▽
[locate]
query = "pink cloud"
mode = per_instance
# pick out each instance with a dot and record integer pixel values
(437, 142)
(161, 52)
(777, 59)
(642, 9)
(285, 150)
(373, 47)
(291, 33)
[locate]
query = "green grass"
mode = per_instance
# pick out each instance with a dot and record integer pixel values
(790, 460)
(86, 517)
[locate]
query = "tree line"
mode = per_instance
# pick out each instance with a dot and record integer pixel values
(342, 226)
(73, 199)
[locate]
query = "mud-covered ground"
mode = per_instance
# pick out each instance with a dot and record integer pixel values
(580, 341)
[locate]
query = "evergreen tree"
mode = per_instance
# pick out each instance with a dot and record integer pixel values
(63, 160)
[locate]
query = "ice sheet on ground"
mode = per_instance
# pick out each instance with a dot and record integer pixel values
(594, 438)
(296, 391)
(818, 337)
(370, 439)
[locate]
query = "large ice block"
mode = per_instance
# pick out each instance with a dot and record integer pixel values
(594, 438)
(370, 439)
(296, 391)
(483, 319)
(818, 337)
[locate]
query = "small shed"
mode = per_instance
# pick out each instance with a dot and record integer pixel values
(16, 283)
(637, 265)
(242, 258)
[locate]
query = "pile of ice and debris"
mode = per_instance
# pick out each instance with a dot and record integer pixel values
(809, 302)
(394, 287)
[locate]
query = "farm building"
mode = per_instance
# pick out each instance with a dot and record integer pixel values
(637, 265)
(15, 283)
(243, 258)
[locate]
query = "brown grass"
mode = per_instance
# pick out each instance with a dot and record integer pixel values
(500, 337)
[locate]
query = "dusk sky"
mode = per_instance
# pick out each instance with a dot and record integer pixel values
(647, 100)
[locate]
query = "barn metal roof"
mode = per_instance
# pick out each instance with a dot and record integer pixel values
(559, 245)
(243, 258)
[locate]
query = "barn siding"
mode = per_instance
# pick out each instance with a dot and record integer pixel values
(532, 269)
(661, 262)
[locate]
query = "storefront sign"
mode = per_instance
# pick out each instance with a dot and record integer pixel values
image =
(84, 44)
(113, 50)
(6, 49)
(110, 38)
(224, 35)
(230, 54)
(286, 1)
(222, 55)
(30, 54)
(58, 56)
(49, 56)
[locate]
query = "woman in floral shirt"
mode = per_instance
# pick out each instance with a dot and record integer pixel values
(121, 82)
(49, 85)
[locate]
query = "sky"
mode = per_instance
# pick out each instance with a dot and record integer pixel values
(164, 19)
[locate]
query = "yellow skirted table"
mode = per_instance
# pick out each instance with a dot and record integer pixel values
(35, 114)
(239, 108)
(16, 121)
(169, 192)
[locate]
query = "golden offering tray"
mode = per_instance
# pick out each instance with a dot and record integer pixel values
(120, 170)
△
What needs to be done -> Retype all of the data shown above, word for word.

Complete answer ->
[locate]
query = "pink cloud"
mode = per_instance
# pick out each instance with a dot and record integer pixel values
(437, 142)
(161, 52)
(777, 59)
(642, 9)
(285, 150)
(373, 47)
(291, 33)
[locate]
query = "green grass"
mode = per_instance
# pick out each instance with a dot and record integer pixel values
(790, 460)
(86, 517)
[locate]
query = "tree line"
mode = per_instance
# pick out each instance with a dot and record integer pixel values
(342, 226)
(73, 199)
[locate]
query = "mud-covered ground"
mode = per_instance
# pick out each instance with a dot and record integer pixel values
(580, 341)
[locate]
query = "evergreen tree"
mode = per_instance
# pick out each instance with a dot and record integer pixel values
(63, 160)
[locate]
query = "ice sheet on ground"
mode = per_instance
# pick out each instance with a dot and record integer pixel values
(594, 438)
(296, 391)
(818, 337)
(370, 439)
[locate]
query = "large ice block"
mode = per_instance
# pick out each instance with a dot and record integer pixel values
(594, 438)
(370, 439)
(296, 391)
(483, 319)
(818, 337)
[locate]
query = "small shed"
mode = per_instance
# pick out each instance with a dot and record integer pixel values
(16, 283)
(637, 265)
(242, 258)
[locate]
query = "pile of ice and debris"
mode = per_instance
# pick out each instance with a dot and record integer pixel values
(809, 302)
(394, 287)
[locate]
query = "farm building"
mode = per_instance
# pick out each instance with a dot and record integer pixel values
(637, 265)
(15, 283)
(243, 258)
[locate]
query = "brown grass"
mode = per_instance
# pick out each instance with a dot and record integer pixel values
(500, 337)
[locate]
query = "dusk sky"
mode = per_instance
# pick out each instance with a dot and record integer pixel values
(647, 100)
[locate]
query = "barn metal roof"
mode = per_instance
# pick out each instance with a dot and record integer pixel values
(559, 245)
(243, 258)
[locate]
query = "barn siding"
mode = per_instance
# pick out each instance with a dot and record integer pixel values
(532, 269)
(661, 262)
[locate]
query = "storefront sign"
mode = per_instance
# pick out each instance with a dot and record integer pixel values
image =
(84, 44)
(113, 50)
(6, 49)
(110, 38)
(224, 35)
(230, 54)
(286, 1)
(222, 55)
(30, 54)
(58, 56)
(49, 56)
[locate]
query = "woman in floral shirt"
mode = per_instance
# pick out each instance with a dot and record integer pixel values
(121, 82)
(49, 85)
[locate]
query = "sky"
mode = per_instance
# pick out each instance with a dot and record integer pixel values
(164, 19)
[locate]
query = "yellow skirted table"
mode = per_instance
# pick out each instance with a dot and record integer pixel values
(35, 114)
(239, 108)
(16, 121)
(169, 192)
[locate]
query = "golden offering tray"
mode = per_instance
# pick out each instance with a dot and record integer pixel values
(120, 170)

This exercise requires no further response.